START RECORDS PROVIDED

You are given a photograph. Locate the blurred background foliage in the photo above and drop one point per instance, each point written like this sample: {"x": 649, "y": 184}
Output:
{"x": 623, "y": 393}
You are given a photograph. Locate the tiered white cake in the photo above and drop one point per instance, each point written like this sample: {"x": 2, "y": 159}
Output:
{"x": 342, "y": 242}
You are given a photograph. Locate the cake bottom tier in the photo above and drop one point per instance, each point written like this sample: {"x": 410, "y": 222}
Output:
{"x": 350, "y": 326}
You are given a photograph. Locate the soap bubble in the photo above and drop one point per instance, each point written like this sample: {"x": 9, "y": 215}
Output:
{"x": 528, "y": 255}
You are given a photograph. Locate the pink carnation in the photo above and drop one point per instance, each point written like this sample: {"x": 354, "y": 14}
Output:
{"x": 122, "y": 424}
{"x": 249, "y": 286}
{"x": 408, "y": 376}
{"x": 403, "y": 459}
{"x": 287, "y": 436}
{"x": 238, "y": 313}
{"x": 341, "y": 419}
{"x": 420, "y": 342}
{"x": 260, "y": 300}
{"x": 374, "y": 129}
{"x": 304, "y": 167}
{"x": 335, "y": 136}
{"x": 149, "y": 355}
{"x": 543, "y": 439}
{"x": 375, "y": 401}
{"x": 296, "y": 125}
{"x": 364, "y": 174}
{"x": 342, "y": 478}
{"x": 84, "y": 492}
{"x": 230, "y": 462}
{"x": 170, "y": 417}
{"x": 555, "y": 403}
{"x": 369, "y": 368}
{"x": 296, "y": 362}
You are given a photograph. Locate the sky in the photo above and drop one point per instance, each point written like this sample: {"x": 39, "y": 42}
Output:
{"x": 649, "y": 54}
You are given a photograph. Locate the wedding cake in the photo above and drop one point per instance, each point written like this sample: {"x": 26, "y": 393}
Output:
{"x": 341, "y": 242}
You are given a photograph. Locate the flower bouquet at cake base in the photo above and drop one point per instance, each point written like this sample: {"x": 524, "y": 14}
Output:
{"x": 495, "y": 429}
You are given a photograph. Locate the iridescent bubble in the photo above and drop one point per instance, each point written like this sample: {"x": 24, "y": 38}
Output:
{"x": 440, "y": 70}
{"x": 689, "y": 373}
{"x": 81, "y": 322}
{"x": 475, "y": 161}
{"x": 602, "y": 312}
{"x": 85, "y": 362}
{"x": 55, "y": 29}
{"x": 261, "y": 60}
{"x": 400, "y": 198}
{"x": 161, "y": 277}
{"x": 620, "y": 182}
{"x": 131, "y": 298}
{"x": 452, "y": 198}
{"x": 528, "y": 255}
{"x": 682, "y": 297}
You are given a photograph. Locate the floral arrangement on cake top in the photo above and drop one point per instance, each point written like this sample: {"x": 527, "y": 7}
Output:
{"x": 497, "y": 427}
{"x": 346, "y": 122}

END RECORDS PROVIDED

* _WHAT YOU WILL DO_
Can you reproduce every row above word for word, with no changes?

* _WRITTEN REPLY_
You are given a photograph. Locate the blurred background foliage in the photo above and drop one point per instance, each point written like this sample: {"x": 649, "y": 184}
Output:
{"x": 623, "y": 393}
You are given a photograph. Locate the tiered white cake in the photo above and drop one point per instance, each point written like this sample: {"x": 2, "y": 159}
Output:
{"x": 342, "y": 242}
You are given a photograph. Locate the cake bottom tier in the photo above and drop one point per instance, each point written like this sample: {"x": 410, "y": 222}
Output:
{"x": 350, "y": 326}
You are given a photograph. Locate the soap bubble in the photo above and drop one point per instance, each point written like this sample: {"x": 9, "y": 215}
Output:
{"x": 528, "y": 255}
You are given a photograph. Locate the pink carnation in the photo above and drop one point per instance, each point written like this sample: {"x": 354, "y": 14}
Output:
{"x": 122, "y": 424}
{"x": 249, "y": 286}
{"x": 408, "y": 376}
{"x": 403, "y": 459}
{"x": 287, "y": 436}
{"x": 238, "y": 313}
{"x": 341, "y": 419}
{"x": 420, "y": 342}
{"x": 260, "y": 300}
{"x": 374, "y": 129}
{"x": 304, "y": 167}
{"x": 335, "y": 136}
{"x": 149, "y": 355}
{"x": 543, "y": 439}
{"x": 375, "y": 401}
{"x": 296, "y": 125}
{"x": 364, "y": 174}
{"x": 342, "y": 478}
{"x": 84, "y": 492}
{"x": 230, "y": 462}
{"x": 170, "y": 417}
{"x": 555, "y": 403}
{"x": 369, "y": 368}
{"x": 296, "y": 362}
You are given a photograph. Locate the sky in the photo above and drop one point per instance, each point written like this sample: {"x": 39, "y": 42}
Output:
{"x": 649, "y": 54}
You are given a photograph. Locate the wedding cake in the photo above and drop one point per instance, each point written like this sample: {"x": 26, "y": 393}
Output:
{"x": 341, "y": 242}
You are given a photograph. Locate the flower bouquet at cake base in the photo above and drop one point per instance, each point written like this sample: {"x": 524, "y": 14}
Output:
{"x": 495, "y": 429}
You are given a photograph. Locate the iridescent bubble in the photo above and drop one point per instance, each point written like this sample: {"x": 24, "y": 38}
Output:
{"x": 440, "y": 70}
{"x": 689, "y": 373}
{"x": 81, "y": 322}
{"x": 475, "y": 161}
{"x": 602, "y": 312}
{"x": 85, "y": 362}
{"x": 55, "y": 29}
{"x": 261, "y": 60}
{"x": 400, "y": 198}
{"x": 161, "y": 277}
{"x": 620, "y": 182}
{"x": 131, "y": 298}
{"x": 452, "y": 198}
{"x": 528, "y": 255}
{"x": 682, "y": 297}
You are given a photograph. Locate the floral arrangement on cake top in the photo above and drop one point per instance, each point written like this sample: {"x": 527, "y": 7}
Output:
{"x": 497, "y": 427}
{"x": 346, "y": 122}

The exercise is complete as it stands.